▶ [What the task requires]: Every entry must appear in the output exactly as it does here.

=== Section Start ===

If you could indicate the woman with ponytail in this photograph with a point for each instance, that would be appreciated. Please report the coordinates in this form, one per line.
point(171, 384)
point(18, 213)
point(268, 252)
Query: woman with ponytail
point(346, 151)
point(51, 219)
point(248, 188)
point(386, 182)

=== Section End ===

▶ [The answer]:
If you could indicate the woman with ponytail in this photograph with a point for each instance, that would be appreciated. Please report the coordinates in this form, one per line.
point(171, 384)
point(18, 213)
point(268, 252)
Query: woman with ponytail
point(346, 151)
point(51, 219)
point(248, 188)
point(386, 182)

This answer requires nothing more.